■ GIVEN DATA
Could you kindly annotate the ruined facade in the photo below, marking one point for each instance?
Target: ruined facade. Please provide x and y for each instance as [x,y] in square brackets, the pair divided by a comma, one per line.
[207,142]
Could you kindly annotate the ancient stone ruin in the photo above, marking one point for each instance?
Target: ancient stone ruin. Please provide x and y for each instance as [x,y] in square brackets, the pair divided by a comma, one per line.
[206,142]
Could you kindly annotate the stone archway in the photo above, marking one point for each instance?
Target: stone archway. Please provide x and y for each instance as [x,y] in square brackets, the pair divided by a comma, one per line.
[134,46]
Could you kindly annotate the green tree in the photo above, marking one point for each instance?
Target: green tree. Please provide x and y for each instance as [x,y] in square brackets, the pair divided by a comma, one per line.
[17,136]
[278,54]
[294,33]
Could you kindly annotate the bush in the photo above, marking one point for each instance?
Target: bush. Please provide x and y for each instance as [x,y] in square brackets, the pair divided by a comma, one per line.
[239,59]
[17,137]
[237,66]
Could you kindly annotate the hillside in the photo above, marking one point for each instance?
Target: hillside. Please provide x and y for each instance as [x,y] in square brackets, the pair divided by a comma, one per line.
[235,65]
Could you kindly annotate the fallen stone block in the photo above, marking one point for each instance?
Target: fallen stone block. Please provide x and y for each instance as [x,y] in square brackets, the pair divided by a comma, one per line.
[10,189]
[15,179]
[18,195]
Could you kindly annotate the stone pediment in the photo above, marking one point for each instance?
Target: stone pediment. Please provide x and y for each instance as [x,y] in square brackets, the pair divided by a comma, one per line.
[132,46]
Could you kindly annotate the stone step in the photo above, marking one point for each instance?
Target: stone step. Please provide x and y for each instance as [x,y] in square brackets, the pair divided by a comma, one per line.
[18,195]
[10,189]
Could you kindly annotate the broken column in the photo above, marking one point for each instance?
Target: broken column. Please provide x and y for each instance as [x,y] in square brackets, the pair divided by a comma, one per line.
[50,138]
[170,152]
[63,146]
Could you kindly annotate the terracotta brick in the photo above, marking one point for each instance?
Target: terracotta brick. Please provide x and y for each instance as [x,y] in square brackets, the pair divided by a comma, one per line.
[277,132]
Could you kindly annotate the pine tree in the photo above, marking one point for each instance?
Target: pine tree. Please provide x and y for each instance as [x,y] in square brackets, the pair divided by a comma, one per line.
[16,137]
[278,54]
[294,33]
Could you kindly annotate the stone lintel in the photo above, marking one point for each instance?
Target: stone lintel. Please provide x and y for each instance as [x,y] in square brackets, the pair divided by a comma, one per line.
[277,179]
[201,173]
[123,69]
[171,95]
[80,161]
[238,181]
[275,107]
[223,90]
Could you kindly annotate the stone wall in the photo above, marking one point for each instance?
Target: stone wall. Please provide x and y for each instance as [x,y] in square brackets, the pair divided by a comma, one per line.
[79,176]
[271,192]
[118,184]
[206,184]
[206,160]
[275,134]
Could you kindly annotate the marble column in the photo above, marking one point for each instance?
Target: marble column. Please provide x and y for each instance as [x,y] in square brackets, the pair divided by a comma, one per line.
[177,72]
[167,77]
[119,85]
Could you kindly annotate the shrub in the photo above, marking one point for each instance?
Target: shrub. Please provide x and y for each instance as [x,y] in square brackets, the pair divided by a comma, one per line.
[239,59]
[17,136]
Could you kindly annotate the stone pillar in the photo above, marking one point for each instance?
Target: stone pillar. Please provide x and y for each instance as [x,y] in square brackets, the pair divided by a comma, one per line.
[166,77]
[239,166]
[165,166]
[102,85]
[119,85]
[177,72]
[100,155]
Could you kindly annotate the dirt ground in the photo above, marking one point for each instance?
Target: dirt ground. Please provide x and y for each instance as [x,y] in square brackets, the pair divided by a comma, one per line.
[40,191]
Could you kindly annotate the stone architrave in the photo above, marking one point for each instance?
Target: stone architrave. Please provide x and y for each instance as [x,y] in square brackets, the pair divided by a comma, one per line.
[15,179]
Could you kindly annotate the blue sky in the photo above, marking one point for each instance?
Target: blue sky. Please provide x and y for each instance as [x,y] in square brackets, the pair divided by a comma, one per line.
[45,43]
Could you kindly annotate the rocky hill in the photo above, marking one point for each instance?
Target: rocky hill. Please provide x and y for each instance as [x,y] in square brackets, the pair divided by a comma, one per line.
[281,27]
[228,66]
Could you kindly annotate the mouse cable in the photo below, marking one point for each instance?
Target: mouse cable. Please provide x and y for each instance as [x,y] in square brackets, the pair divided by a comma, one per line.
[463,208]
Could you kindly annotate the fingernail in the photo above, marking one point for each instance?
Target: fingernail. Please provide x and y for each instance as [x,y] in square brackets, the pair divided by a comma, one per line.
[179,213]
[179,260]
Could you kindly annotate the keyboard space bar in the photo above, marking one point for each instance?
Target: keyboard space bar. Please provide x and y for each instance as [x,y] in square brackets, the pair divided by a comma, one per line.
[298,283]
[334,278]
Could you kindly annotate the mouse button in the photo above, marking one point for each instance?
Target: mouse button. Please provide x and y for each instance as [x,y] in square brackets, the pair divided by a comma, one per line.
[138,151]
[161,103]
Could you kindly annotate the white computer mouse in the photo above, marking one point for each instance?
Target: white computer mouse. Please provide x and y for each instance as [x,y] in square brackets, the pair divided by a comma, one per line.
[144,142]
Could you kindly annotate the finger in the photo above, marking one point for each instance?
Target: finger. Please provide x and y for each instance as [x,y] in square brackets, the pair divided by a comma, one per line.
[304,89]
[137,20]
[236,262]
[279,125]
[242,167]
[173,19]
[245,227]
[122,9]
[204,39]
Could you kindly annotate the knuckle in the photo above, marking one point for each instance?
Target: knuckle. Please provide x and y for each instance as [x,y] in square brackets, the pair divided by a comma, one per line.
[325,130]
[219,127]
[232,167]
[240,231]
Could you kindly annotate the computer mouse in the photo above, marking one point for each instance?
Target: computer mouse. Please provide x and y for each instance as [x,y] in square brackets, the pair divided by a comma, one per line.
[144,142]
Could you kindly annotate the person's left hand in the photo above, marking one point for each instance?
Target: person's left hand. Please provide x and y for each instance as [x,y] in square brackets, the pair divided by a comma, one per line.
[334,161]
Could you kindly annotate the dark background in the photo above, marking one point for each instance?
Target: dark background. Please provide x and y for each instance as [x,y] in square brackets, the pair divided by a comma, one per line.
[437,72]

■ STATED GOAL
Write out every line of the records exactly.

■ RESULT OF THE EXERCISE
Could you kindly annotate the ruined facade in the photo below, marking one point for each instance?
Target: ruined facade. Please provide x and y for each instance as [x,y] in square brackets, the pair divided by a comma, one per line.
[207,142]
Could you kindly annotate the ancient stone ruin in the photo above, marking one point for each instance?
Target: ancient stone ruin. Please provide x and y for each instance as [x,y] in square brackets, the pair divided by a comma, one per line.
[206,142]
Could you kindly annotate the stone archway in the photo above, marking one point for each instance?
Target: stone archway. Please provide x and y for each instance as [x,y] in square brackets, the pair divided by a comma, one per line.
[134,46]
Could you kindly annotate the green tree in the photo above, marking one point for each instance?
Target: green tree. Please provide x and y for each instance as [x,y] in square brackets, the pair divided by a comma, one per line.
[17,136]
[278,54]
[294,33]
Could you kindly annotate the bush in the photo above, marking one point for each instance?
Target: bush. Please provide x and y for each instance as [x,y] in square brackets, the pair divided by a comma, one per line.
[239,59]
[17,137]
[237,66]
Could you kindly annotate the hillside in the photo above, marking one point for each instance?
Target: hillside. Please provide x and y for each instance as [x,y] in square brackets, the pair divided by a comma, one per line.
[235,65]
Could you kindly annotate the fallen stone block in the photo above, marking one point for each instance?
Target: fallen stone block. Please provide x and y for each instance as [x,y] in square brackets, the pair divided by a comma, one per line.
[10,189]
[15,179]
[18,195]
Could you kindly annotate the stone pediment in the photo above, marking one point for each instance?
Target: stone pediment. Please provide x and y for each instance as [x,y] in square brackets, the pair divided by a comma, one per line.
[132,46]
Could you kindly annotate the stone step in the photo above, marking one point for each instance?
Target: stone step. Please provide x and y for each instance as [x,y] in square brackets, the pair divided by a comma, one per line.
[18,195]
[10,189]
Could you kindly annotate the broken column in the photo above, marking one point for each instance?
Target: broken column. Please provide x and y for each instance as [x,y] in square brackets, the pair divided by a comma, one per line.
[50,138]
[170,152]
[63,146]
Could you kindly annotate the terracotta brick in the photo above, marking one point for each instance?
Target: terracotta brick. Please provide x and y for each instance as [x,y] in square brackets, the pair divided by a comma, one per line.
[277,132]
Could you kindly annotate the pine tree in the photo above, marking one point for each instance?
Target: pine tree. Please provide x and y for each instance as [x,y] in square brackets, the pair divided by a comma, one per line.
[16,137]
[278,54]
[294,33]
Could you kindly annotate the stone lintel in the photo above, marking one point for each instance?
Target: stone lintel. Please provide x and y for each instance as [x,y] in square brackets, the pair divided by a comma, one per line.
[277,179]
[201,173]
[123,69]
[171,95]
[80,161]
[238,181]
[275,107]
[223,90]
Could you kindly annotate the stone wall in the photo above, marking one point for each instance?
Target: stone wall. Please provide x and y for each instance as [x,y] in square brackets, the pair divided by a comma, one per line.
[79,176]
[271,192]
[118,184]
[206,184]
[206,160]
[275,134]
Could you kindly annotate the marble column in the photo above, marking one point for each instance?
Target: marble column. Please provide x and y for each instance as [x,y] in square brackets, the pair divided by a comma, one per line.
[177,72]
[167,77]
[119,85]
Could you kindly annotate the shrub in the photo above, marking one point for each instance?
Target: shrub. Please provide x and y for each instance as [x,y] in square brackets, the pair divided by a comma, one per line.
[239,59]
[17,136]
Could you kindly annotate the stone pillar in the photo above, marking one point for each instance?
Target: stone pillar. Please provide x and y for each instance as [x,y] in square brackets, the pair divided by a comma, one per line.
[166,77]
[239,166]
[165,166]
[102,85]
[119,85]
[177,72]
[100,155]
Could you kindly annotate the dirt ground in the photo above, marking one point for each instance?
Target: dirt ground. Please provide x and y for each instance as [x,y] in square brackets, the pair divided by a comma, one per line.
[40,191]
Could you kindly annotate the stone architrave in the photo above, marking one point for each instance?
Target: stone architrave. Please provide x and y for each instance as [x,y] in square brackets, the pair divided by a comma, one per line.
[15,179]
Could you kindly annotate the blue sky in the photo above, marking one point for each instance?
Target: blue sky. Please provide x and y for each instance as [x,y] in square brackets, the pair divided by a comma, one per line.
[45,43]
Could you kindly annotate the rocky hill in the photo above, marking one point for each instance?
Target: rocky hill. Please provide x and y for each instance as [x,y] in square brackets, the pair divided by a comma, one per line.
[281,27]
[228,66]
Could you kindly annotate the mouse cable in the photo below, marking one point for each instance?
Target: mouse cable. Please provide x and y for each instance as [x,y] in square brackets, the pair divided by a comma, one per line.
[463,208]
Could you kindly annotate the fingernail in the photo above, marking one point for each instance?
Target: fingernail. Please provide x and y for each instance as [x,y] in square brackets, the pair divided by a comma, one per line.
[179,213]
[179,260]
Could you kindly annotate the keyboard space bar in the photo above, marking one point for each instance?
Target: keyboard space bar. Please provide x and y for each instance as [x,y] in square brackets, the pair divided by a comma, one per line.
[298,283]
[334,278]
Could you kindly annotate the mouse button in the photo above, marking one point for each instance?
Target: mouse button. Please provide x and y for each instance as [x,y] in square brackets, the pair divided by a comma, one per line.
[138,151]
[161,103]
Could you kindly annotate the white computer mouse in the photo above, marking one point for each instance?
Target: white computer mouse. Please provide x and y for each instance as [x,y] in square brackets, the pair divided by a comma, one per line.
[144,142]
Could you kindly annotate the finger in the photo above, marking one point for each instance?
Target: finger. Please provide x and y for each instance as [x,y] in square brackets, the pair divided by a comma, one per line.
[304,89]
[137,20]
[236,262]
[279,125]
[242,167]
[173,19]
[245,227]
[122,9]
[204,39]
Could you kindly annotate the knuckle in the photo above, marking one point for each instance?
Target: knuckle. Please provide x and y for each instance as [x,y] in square brackets, the pair divided by a comma, one per line.
[325,130]
[219,127]
[232,167]
[240,231]
Could you kindly annotate the computer mouse in the photo above, marking one point for each instance?
Target: computer mouse. Please provide x and y for each instance as [x,y] in square brackets, the pair divided by a comma, one per line.
[144,142]
Could you kindly annotate the person's left hand in the photo above, marking one point for each instance?
Target: person's left hand. Please provide x and y for each instance as [x,y] in square brackets, the pair divided by a comma, one per line.
[334,161]
Could you kindly annotate the dark background in the photo above, marking one point for each instance?
Target: dark background. Please provide x and y for each instance as [x,y] in square brackets, the pair divided by a comma, one per line.
[437,72]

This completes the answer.